(SUPPLIED MATERIAL begins)

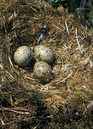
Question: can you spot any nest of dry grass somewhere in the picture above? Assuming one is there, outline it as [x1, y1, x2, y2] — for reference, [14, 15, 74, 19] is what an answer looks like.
[0, 0, 93, 128]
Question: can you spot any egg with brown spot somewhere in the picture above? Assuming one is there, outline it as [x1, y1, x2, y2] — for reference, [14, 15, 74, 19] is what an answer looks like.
[34, 45, 54, 64]
[33, 61, 52, 79]
[14, 46, 33, 66]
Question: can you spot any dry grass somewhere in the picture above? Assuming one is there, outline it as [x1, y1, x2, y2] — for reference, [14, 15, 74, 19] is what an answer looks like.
[0, 0, 93, 128]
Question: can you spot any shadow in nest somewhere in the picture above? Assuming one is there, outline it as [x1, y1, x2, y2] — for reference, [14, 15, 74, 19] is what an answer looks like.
[0, 80, 53, 128]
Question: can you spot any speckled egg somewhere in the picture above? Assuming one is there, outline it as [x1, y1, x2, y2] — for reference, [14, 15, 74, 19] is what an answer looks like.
[33, 61, 52, 79]
[14, 46, 33, 66]
[34, 45, 54, 64]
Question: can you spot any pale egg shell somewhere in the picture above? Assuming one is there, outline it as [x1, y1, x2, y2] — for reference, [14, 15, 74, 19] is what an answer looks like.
[14, 46, 32, 66]
[34, 45, 54, 64]
[33, 61, 52, 79]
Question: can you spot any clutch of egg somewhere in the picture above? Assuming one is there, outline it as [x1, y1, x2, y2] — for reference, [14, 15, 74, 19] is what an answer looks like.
[14, 45, 54, 83]
[14, 46, 33, 66]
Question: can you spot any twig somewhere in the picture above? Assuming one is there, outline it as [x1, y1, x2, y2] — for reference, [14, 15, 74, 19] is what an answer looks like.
[24, 75, 36, 80]
[83, 101, 93, 115]
[80, 32, 93, 41]
[5, 117, 36, 125]
[8, 56, 15, 72]
[39, 90, 63, 94]
[87, 101, 93, 109]
[65, 21, 69, 34]
[89, 60, 93, 67]
[53, 71, 73, 84]
[21, 5, 37, 12]
[4, 33, 18, 77]
[30, 6, 37, 12]
[58, 23, 65, 30]
[68, 31, 93, 44]
[4, 109, 30, 115]
[0, 64, 15, 81]
[0, 117, 5, 125]
[76, 28, 82, 54]
[53, 24, 61, 29]
[0, 107, 36, 114]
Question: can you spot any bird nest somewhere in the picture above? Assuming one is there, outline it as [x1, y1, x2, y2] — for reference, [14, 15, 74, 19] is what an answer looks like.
[0, 0, 93, 128]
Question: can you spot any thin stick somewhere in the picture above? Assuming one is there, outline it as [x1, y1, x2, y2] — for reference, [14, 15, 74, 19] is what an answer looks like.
[65, 21, 69, 34]
[0, 117, 5, 125]
[30, 6, 37, 12]
[40, 90, 63, 94]
[53, 24, 61, 29]
[24, 75, 36, 80]
[8, 56, 15, 71]
[89, 60, 93, 67]
[4, 116, 36, 125]
[0, 64, 15, 81]
[87, 101, 93, 109]
[53, 71, 73, 84]
[58, 23, 65, 30]
[4, 109, 30, 115]
[0, 107, 36, 114]
[76, 28, 82, 53]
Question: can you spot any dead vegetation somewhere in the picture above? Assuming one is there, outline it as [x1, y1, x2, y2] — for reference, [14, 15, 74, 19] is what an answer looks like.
[0, 0, 93, 128]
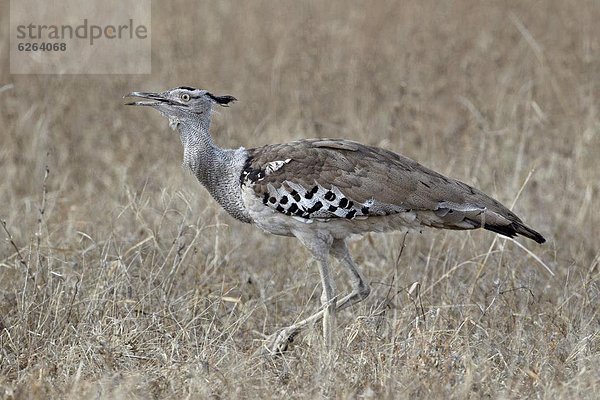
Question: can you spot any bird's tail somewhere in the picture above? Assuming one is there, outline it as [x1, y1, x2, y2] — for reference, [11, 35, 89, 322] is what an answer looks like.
[483, 219, 546, 244]
[427, 202, 546, 244]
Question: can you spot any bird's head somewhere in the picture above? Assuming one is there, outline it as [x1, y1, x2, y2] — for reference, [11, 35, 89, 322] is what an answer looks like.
[125, 86, 236, 131]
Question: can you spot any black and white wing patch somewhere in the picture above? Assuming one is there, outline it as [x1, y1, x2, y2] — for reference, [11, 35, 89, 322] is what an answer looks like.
[261, 181, 375, 221]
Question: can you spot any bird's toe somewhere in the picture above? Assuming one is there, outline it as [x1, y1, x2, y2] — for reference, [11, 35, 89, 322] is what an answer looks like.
[263, 328, 300, 356]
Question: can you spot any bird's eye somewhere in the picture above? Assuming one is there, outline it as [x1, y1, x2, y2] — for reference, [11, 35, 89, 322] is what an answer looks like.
[181, 93, 190, 102]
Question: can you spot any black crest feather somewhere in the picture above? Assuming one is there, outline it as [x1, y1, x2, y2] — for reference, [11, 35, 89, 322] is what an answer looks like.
[206, 92, 237, 107]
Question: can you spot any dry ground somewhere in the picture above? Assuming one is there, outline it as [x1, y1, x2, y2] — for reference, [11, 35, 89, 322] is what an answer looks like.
[1, 0, 599, 398]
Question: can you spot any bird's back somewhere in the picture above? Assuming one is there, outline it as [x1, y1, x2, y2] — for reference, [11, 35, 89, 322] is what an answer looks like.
[240, 138, 545, 243]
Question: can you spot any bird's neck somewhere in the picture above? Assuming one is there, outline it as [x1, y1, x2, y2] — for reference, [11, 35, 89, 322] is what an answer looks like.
[178, 120, 252, 223]
[179, 119, 221, 181]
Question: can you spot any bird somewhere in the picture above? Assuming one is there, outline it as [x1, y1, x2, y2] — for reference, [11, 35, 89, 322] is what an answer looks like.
[125, 86, 545, 354]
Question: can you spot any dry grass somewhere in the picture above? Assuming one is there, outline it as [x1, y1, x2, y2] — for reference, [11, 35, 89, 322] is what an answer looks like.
[1, 0, 599, 398]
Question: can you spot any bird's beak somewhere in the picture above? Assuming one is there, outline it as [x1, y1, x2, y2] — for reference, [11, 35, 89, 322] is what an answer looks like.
[124, 91, 168, 106]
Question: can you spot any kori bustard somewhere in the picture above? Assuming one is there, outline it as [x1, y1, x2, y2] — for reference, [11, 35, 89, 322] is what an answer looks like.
[125, 87, 545, 354]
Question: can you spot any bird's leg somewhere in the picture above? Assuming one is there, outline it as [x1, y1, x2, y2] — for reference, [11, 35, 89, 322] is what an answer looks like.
[316, 254, 336, 350]
[264, 287, 373, 356]
[264, 237, 373, 355]
[264, 231, 338, 355]
[329, 239, 371, 311]
[295, 232, 337, 350]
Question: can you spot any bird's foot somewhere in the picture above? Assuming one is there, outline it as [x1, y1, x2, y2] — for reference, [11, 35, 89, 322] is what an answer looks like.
[263, 327, 301, 356]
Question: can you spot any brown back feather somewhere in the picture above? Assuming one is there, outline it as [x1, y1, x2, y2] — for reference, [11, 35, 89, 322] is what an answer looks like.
[245, 138, 545, 243]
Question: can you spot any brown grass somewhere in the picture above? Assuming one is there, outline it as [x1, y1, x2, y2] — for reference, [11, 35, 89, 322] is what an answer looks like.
[1, 0, 599, 398]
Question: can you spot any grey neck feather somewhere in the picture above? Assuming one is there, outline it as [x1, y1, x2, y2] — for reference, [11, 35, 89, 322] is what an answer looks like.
[177, 114, 252, 223]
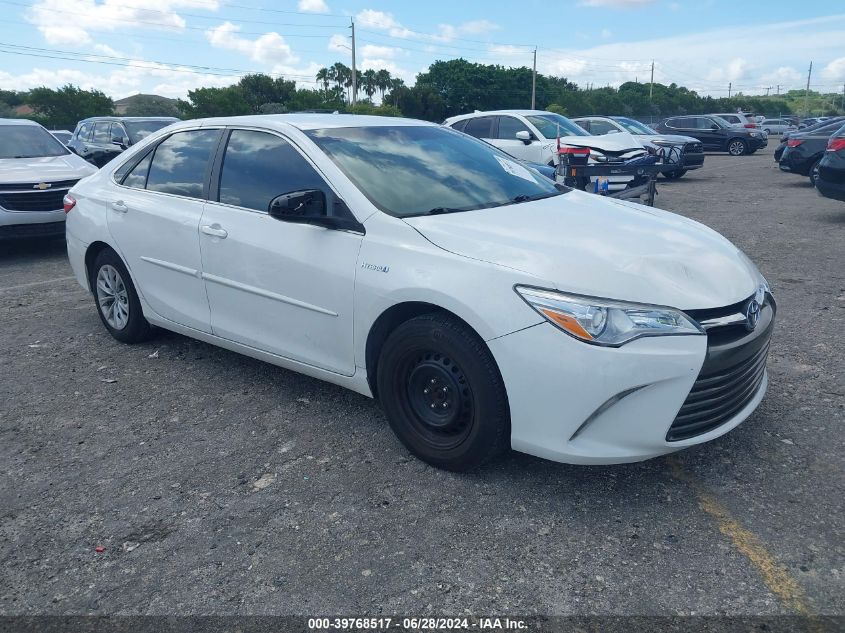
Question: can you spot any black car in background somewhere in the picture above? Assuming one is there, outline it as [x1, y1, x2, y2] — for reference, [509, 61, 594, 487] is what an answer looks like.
[774, 116, 844, 162]
[778, 119, 845, 185]
[815, 123, 845, 202]
[68, 117, 178, 167]
[654, 115, 766, 156]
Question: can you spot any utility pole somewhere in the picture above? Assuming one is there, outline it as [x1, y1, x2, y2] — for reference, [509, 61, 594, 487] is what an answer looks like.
[350, 18, 357, 107]
[649, 60, 654, 100]
[804, 61, 812, 116]
[765, 86, 772, 96]
[777, 84, 781, 96]
[728, 82, 732, 98]
[531, 47, 537, 109]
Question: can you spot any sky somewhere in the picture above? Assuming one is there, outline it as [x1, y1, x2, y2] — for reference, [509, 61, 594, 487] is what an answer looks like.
[0, 0, 844, 101]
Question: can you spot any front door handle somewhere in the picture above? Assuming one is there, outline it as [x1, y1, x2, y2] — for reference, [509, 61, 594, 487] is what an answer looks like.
[111, 200, 128, 213]
[201, 224, 228, 239]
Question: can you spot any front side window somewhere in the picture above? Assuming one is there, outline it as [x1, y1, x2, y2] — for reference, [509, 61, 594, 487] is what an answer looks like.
[496, 116, 530, 140]
[585, 119, 618, 135]
[306, 125, 564, 218]
[93, 122, 111, 143]
[0, 124, 69, 158]
[218, 130, 328, 212]
[145, 129, 220, 199]
[75, 122, 92, 142]
[524, 114, 588, 139]
[614, 117, 657, 134]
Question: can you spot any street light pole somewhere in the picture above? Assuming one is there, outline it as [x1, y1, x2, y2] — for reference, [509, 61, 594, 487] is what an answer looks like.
[350, 18, 357, 107]
[531, 47, 537, 109]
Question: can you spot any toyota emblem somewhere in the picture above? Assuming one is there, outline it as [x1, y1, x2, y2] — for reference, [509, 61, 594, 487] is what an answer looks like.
[745, 299, 761, 331]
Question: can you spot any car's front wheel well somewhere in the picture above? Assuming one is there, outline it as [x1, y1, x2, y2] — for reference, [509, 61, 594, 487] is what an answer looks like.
[84, 241, 114, 292]
[365, 302, 481, 400]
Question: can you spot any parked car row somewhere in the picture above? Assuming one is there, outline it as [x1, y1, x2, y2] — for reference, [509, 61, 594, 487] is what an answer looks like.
[814, 123, 845, 202]
[776, 117, 845, 186]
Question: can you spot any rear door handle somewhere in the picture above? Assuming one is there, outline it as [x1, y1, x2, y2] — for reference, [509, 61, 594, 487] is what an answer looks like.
[201, 224, 228, 239]
[111, 200, 128, 213]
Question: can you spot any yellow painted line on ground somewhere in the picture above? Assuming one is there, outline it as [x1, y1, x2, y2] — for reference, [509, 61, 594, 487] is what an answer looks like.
[666, 456, 815, 618]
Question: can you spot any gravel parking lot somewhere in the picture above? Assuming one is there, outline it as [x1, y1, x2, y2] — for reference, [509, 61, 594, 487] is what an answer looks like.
[1, 143, 843, 618]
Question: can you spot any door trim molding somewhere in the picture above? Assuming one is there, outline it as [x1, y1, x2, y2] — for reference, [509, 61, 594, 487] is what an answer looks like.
[139, 256, 200, 278]
[201, 272, 339, 317]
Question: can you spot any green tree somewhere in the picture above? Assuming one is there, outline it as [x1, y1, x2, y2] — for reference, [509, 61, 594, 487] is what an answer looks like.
[124, 95, 180, 117]
[178, 86, 251, 118]
[237, 74, 296, 113]
[26, 84, 113, 129]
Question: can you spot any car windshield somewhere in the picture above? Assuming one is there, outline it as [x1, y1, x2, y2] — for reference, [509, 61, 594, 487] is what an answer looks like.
[306, 125, 565, 218]
[124, 119, 177, 143]
[0, 125, 69, 159]
[614, 117, 657, 134]
[524, 114, 588, 138]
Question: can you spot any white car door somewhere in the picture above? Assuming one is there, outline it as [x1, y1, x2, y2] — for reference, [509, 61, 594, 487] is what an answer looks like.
[198, 128, 362, 376]
[108, 128, 222, 332]
[493, 115, 544, 163]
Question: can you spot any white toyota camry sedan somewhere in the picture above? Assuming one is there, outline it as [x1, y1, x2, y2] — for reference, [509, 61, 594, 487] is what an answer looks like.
[65, 114, 775, 471]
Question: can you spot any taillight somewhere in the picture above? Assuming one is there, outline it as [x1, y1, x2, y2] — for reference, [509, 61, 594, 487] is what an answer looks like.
[827, 138, 845, 152]
[744, 123, 756, 128]
[63, 194, 76, 213]
[787, 139, 804, 148]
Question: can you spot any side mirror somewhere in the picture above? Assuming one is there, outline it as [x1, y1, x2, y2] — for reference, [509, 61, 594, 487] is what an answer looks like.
[268, 190, 363, 232]
[710, 124, 719, 130]
[515, 130, 532, 144]
[111, 136, 127, 148]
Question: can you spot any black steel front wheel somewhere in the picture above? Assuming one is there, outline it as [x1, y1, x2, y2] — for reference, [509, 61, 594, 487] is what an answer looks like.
[376, 314, 510, 471]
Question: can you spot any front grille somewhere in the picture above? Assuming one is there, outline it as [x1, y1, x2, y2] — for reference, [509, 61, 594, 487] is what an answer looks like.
[684, 142, 704, 154]
[0, 221, 65, 239]
[0, 179, 78, 192]
[667, 296, 775, 442]
[0, 189, 68, 212]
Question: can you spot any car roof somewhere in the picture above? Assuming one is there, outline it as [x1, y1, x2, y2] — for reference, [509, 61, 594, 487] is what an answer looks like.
[164, 113, 435, 131]
[445, 109, 553, 122]
[0, 118, 42, 126]
[80, 116, 180, 122]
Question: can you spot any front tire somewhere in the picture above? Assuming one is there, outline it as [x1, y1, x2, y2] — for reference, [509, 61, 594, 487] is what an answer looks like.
[663, 169, 687, 180]
[809, 159, 821, 186]
[727, 138, 748, 156]
[376, 314, 510, 471]
[92, 248, 151, 344]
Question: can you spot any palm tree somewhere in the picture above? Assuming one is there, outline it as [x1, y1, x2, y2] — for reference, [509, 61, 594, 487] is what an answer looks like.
[388, 77, 405, 107]
[375, 69, 392, 102]
[316, 67, 330, 97]
[332, 62, 350, 101]
[362, 69, 377, 100]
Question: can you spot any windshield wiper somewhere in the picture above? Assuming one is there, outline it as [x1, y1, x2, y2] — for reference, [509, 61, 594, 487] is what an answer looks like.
[512, 191, 561, 204]
[425, 206, 467, 215]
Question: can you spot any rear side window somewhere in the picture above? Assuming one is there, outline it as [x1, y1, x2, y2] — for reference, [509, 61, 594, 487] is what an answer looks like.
[463, 116, 495, 139]
[450, 120, 467, 132]
[145, 129, 220, 199]
[721, 115, 740, 124]
[495, 116, 530, 140]
[586, 119, 617, 135]
[121, 152, 153, 189]
[75, 122, 92, 142]
[218, 129, 327, 212]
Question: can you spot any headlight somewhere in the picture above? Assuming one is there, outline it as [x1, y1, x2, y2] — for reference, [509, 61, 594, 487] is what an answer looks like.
[750, 132, 761, 137]
[515, 286, 704, 347]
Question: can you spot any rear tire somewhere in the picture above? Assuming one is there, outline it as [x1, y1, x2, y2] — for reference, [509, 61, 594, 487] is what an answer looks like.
[809, 159, 821, 186]
[663, 169, 687, 180]
[376, 313, 510, 471]
[92, 248, 151, 344]
[727, 138, 748, 156]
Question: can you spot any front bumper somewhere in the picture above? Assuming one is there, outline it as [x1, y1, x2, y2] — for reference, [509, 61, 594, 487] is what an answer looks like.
[0, 208, 66, 239]
[488, 301, 773, 464]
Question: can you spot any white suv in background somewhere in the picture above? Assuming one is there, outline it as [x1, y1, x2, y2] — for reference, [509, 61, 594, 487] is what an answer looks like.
[443, 109, 648, 191]
[1, 119, 97, 239]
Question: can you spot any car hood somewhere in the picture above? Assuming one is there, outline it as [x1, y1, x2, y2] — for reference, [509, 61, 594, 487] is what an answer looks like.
[556, 132, 645, 153]
[637, 133, 701, 145]
[404, 192, 758, 310]
[0, 153, 97, 184]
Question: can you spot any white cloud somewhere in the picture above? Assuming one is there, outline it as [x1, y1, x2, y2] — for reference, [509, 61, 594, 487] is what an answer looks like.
[328, 33, 350, 53]
[601, 28, 613, 39]
[355, 9, 499, 42]
[205, 22, 298, 66]
[28, 0, 220, 45]
[297, 0, 330, 13]
[360, 44, 405, 59]
[821, 57, 845, 82]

(SUPPLIED MATERIAL ends)

* _EXERCISE OBJECTIVE_
Lines from the one containing "Question: can you spot any rear side" through the final line of the material should be set down exactly, and no other lines.

* _EXERCISE OUTPUT_
Question: can you spot any rear side window somewhere in the picture above? Assuming one is there, outline it as [x1, y1, x2, y2] — for reference, [509, 61, 594, 487] is what an answer looks like.
[463, 116, 495, 139]
[450, 120, 467, 132]
[145, 129, 220, 199]
[721, 115, 740, 124]
[495, 116, 530, 140]
[586, 119, 617, 135]
[121, 152, 153, 189]
[75, 122, 92, 142]
[218, 129, 327, 212]
Question: can you spot any headlight somewhere in the picture above? Assuming one is there, outline it as [x1, y1, x2, y2] — for reference, [509, 61, 594, 487] is what an answer looks like.
[750, 132, 761, 137]
[515, 286, 704, 347]
Question: can you spot any rear tire somewhere in the picture above? Assuming one is there, outline it as [x1, y1, x2, y2] — for reference, [509, 61, 594, 487] is what an answer looks like.
[809, 159, 821, 186]
[663, 169, 687, 180]
[376, 313, 510, 471]
[92, 248, 151, 344]
[727, 138, 748, 156]
Question: can you spot any front bumper somewhere in the picture above? Assuming one is there, outline it as [x1, y1, x2, y2] — for reference, [509, 61, 594, 487] is what an answer looks like.
[0, 208, 66, 239]
[488, 301, 773, 464]
Question: can you spot any white suv in background somewhere in the picture above? Assuming one is there, outline it as [x1, y1, x2, y2] — for reference, [509, 61, 594, 487] is what an answer looks like.
[443, 109, 648, 191]
[1, 119, 97, 239]
Question: can you spot any car hood somewhere in the picture above? Assuming one is there, outline it as [x1, y1, x2, y2] — for reference, [509, 61, 594, 487] is what an answer looks like.
[556, 132, 645, 153]
[637, 133, 701, 145]
[404, 192, 758, 310]
[0, 153, 97, 184]
Question: can you spot any white cloud somewhere in the picture above? Assuming one is there, outline it as [x1, y1, x2, y2] — for reference, [509, 61, 594, 487] is what an answer looks like.
[328, 33, 350, 53]
[601, 28, 613, 39]
[355, 9, 499, 42]
[205, 22, 298, 66]
[28, 0, 220, 45]
[297, 0, 330, 13]
[360, 44, 405, 59]
[821, 57, 845, 82]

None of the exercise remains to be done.